▸ **Problems to work on**:
a - Reproduce the passage about Antonio Horne word for word, from "Antonio Tremaine Horne" up to and including "college at Clemson University.".
b - Condense the paragraph of the passage about Antonio Horne that begins "Horne played college football at Clemson University" into a short list that keeps its main facts.
— start Excerpted text —
Antonio Tremaine Horne (born March 21, 1976) is a former professional football wide receiver and return specialist who played three season in the National Football League (NFL) with the St. Louis Rams.

He attended Richmond Senior High in Rockingham, North Carolina, where he was a quarterback and a wide receiver in college at Clemson University. 
Horne played college football at Clemson University.  As a senior in 1997, he caught a school record 70 passes for 907 yards and 8 touchdowns, while also returning 32 punts for 332 yards and another score, along with 19 kickoff returns for 536 yards.  He finished his four seasons there with 120 receptions for 1,750 yards and 13 touchdowns, as well as 1,133 yards on special teams.

NFL career
Undrafted, Horne played the 1998, 1999, and 2000 seasons with the St. Louis Rams. In 1998, he finished sixth in the NFL with 1,306 yards on kick returns.
— end Excerpted text —
— start Data provided —
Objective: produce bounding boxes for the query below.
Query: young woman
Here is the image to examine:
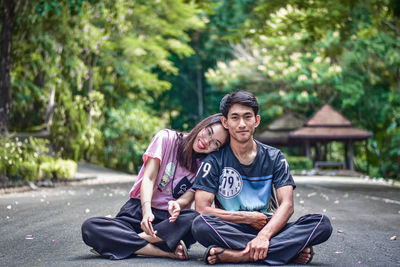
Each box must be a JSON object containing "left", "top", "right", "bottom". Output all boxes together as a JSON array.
[{"left": 82, "top": 114, "right": 228, "bottom": 260}]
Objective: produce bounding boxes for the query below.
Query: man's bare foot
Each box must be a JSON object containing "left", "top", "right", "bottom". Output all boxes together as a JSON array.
[
  {"left": 174, "top": 243, "right": 189, "bottom": 260},
  {"left": 294, "top": 248, "right": 314, "bottom": 264},
  {"left": 204, "top": 246, "right": 250, "bottom": 264}
]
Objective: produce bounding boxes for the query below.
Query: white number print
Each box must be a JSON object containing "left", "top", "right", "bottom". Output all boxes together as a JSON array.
[
  {"left": 200, "top": 162, "right": 211, "bottom": 178},
  {"left": 218, "top": 167, "right": 242, "bottom": 198}
]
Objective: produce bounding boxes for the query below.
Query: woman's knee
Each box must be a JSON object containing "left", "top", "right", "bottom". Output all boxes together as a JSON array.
[{"left": 81, "top": 217, "right": 101, "bottom": 244}]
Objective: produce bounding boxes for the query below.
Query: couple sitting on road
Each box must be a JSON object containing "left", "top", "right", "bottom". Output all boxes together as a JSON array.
[{"left": 82, "top": 91, "right": 332, "bottom": 265}]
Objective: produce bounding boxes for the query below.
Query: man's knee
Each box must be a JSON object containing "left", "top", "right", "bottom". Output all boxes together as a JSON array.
[
  {"left": 192, "top": 214, "right": 216, "bottom": 243},
  {"left": 178, "top": 209, "right": 200, "bottom": 222}
]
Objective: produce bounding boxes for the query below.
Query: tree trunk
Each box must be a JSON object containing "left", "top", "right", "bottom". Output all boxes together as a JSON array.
[{"left": 0, "top": 0, "right": 15, "bottom": 134}]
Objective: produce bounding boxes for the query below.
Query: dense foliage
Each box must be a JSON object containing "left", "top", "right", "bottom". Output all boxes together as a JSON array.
[{"left": 0, "top": 0, "right": 400, "bottom": 181}]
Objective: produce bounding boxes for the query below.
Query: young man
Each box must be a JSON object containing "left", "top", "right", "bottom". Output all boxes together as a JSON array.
[{"left": 192, "top": 91, "right": 332, "bottom": 265}]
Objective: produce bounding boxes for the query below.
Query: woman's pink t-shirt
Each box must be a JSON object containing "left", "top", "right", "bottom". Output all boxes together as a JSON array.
[{"left": 130, "top": 129, "right": 195, "bottom": 210}]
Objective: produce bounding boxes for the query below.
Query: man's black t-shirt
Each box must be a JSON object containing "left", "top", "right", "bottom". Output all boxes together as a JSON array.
[{"left": 193, "top": 140, "right": 296, "bottom": 218}]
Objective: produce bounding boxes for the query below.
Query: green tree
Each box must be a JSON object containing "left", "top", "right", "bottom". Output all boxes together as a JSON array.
[{"left": 207, "top": 0, "right": 400, "bottom": 180}]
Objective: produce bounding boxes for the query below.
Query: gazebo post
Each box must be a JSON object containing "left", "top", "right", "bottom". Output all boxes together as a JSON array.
[
  {"left": 344, "top": 141, "right": 349, "bottom": 170},
  {"left": 349, "top": 140, "right": 354, "bottom": 171},
  {"left": 305, "top": 140, "right": 311, "bottom": 159}
]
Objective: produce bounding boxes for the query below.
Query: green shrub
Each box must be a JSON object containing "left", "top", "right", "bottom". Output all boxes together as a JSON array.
[
  {"left": 54, "top": 159, "right": 78, "bottom": 178},
  {"left": 287, "top": 156, "right": 312, "bottom": 170},
  {"left": 14, "top": 161, "right": 39, "bottom": 180},
  {"left": 39, "top": 161, "right": 55, "bottom": 179}
]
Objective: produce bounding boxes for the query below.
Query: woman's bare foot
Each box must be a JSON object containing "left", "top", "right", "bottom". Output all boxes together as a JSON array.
[
  {"left": 173, "top": 244, "right": 188, "bottom": 260},
  {"left": 294, "top": 248, "right": 313, "bottom": 264}
]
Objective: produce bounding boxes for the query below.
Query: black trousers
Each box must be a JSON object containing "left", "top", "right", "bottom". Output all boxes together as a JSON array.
[
  {"left": 192, "top": 214, "right": 332, "bottom": 265},
  {"left": 82, "top": 198, "right": 198, "bottom": 260}
]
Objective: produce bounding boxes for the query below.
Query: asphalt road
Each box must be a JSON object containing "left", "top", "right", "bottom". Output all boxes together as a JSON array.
[{"left": 0, "top": 177, "right": 400, "bottom": 267}]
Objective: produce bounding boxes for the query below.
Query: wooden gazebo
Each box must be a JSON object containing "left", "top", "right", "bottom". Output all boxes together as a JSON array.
[{"left": 289, "top": 104, "right": 372, "bottom": 170}]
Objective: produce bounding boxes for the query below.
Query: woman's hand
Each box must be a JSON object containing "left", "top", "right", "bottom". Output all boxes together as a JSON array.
[
  {"left": 168, "top": 200, "right": 181, "bottom": 222},
  {"left": 140, "top": 211, "right": 157, "bottom": 237}
]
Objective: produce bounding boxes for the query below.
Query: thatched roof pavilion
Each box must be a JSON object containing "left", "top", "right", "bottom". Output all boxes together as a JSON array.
[{"left": 289, "top": 104, "right": 372, "bottom": 170}]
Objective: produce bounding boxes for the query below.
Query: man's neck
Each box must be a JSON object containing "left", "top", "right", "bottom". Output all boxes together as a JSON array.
[{"left": 230, "top": 138, "right": 257, "bottom": 165}]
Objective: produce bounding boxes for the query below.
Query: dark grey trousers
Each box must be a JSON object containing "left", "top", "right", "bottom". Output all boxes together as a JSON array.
[
  {"left": 192, "top": 214, "right": 332, "bottom": 265},
  {"left": 82, "top": 198, "right": 199, "bottom": 260}
]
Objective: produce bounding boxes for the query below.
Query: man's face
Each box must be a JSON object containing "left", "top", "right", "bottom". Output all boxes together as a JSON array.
[{"left": 222, "top": 104, "right": 260, "bottom": 143}]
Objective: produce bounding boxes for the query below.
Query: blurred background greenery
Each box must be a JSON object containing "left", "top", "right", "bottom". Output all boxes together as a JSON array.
[{"left": 0, "top": 0, "right": 400, "bottom": 180}]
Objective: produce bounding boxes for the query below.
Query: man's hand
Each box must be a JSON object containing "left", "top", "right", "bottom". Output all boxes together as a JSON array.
[
  {"left": 140, "top": 212, "right": 157, "bottom": 237},
  {"left": 246, "top": 211, "right": 268, "bottom": 230},
  {"left": 168, "top": 200, "right": 181, "bottom": 222},
  {"left": 242, "top": 236, "right": 269, "bottom": 261}
]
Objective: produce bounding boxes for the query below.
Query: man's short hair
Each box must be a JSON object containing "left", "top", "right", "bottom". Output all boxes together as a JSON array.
[{"left": 219, "top": 91, "right": 258, "bottom": 118}]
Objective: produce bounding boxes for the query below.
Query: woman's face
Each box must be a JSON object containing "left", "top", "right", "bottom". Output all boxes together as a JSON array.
[{"left": 193, "top": 123, "right": 228, "bottom": 154}]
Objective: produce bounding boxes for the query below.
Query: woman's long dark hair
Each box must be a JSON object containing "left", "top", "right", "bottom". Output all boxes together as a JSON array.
[{"left": 177, "top": 113, "right": 227, "bottom": 173}]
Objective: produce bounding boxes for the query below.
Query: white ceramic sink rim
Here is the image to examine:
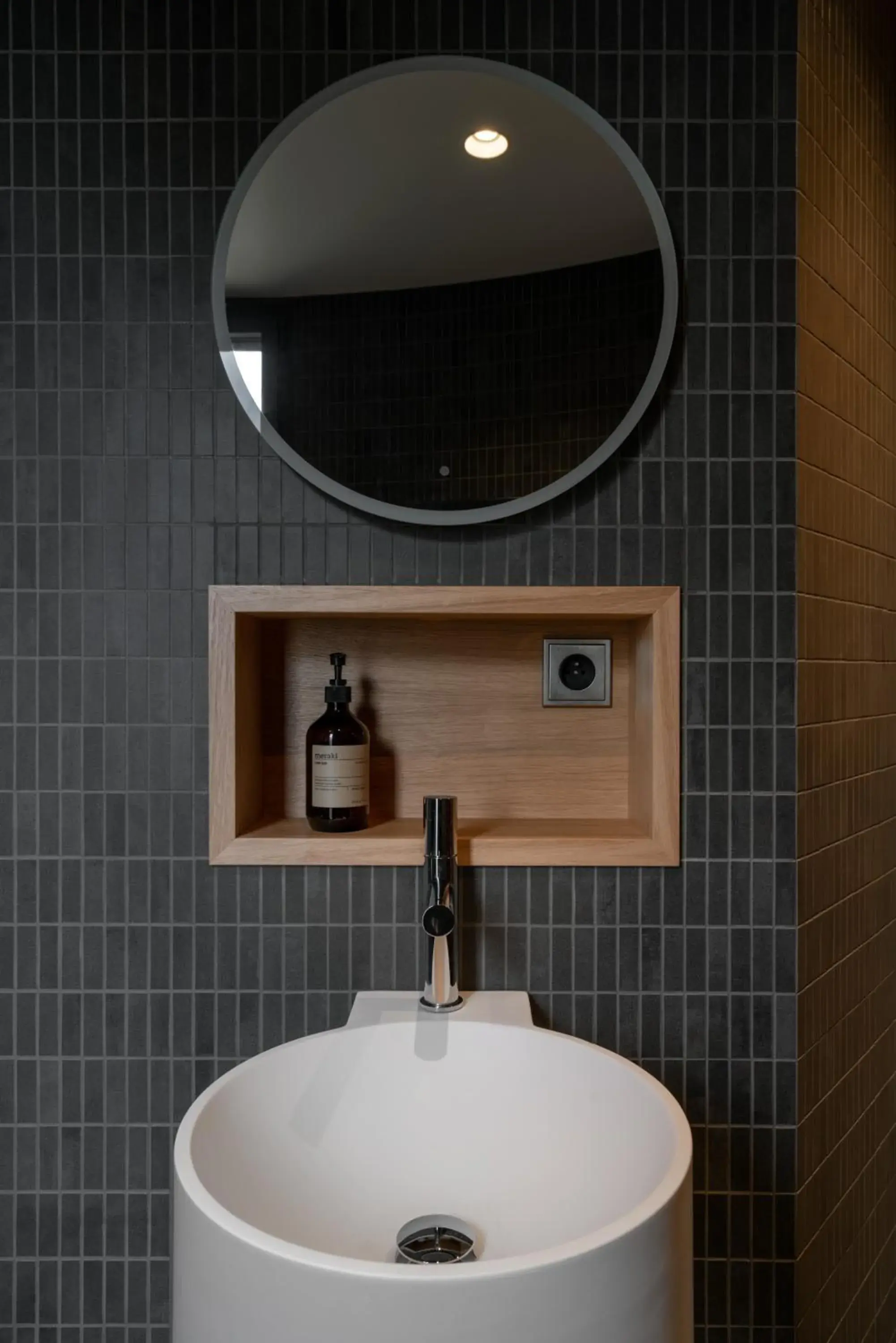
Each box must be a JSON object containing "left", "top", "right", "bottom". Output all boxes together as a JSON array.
[{"left": 175, "top": 994, "right": 692, "bottom": 1280}]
— end Data provided —
▸ **Results**:
a -
Antonio Tremaine Horne (born March 21, 1976) is a former professional football wide receiver and return specialist who played three season in the National Football League (NFL) with the St. Louis Rams.

He attended Richmond Senior High in Rockingham, North Carolina, where he was a quarterback and a wide receiver in college at Clemson University.

b -
- Played college football at Clemson University.
- Senior year (1997): a school-record 70 catches for 907 yards and 8 touchdowns.
- Also that year: 32 punt returns for 332 yards and a touchdown, plus 19 kickoff returns for 536 yards.
- Four-season totals: 120 receptions for 1,750 yards and 13 touchdowns, and 1,133 special-teams yards.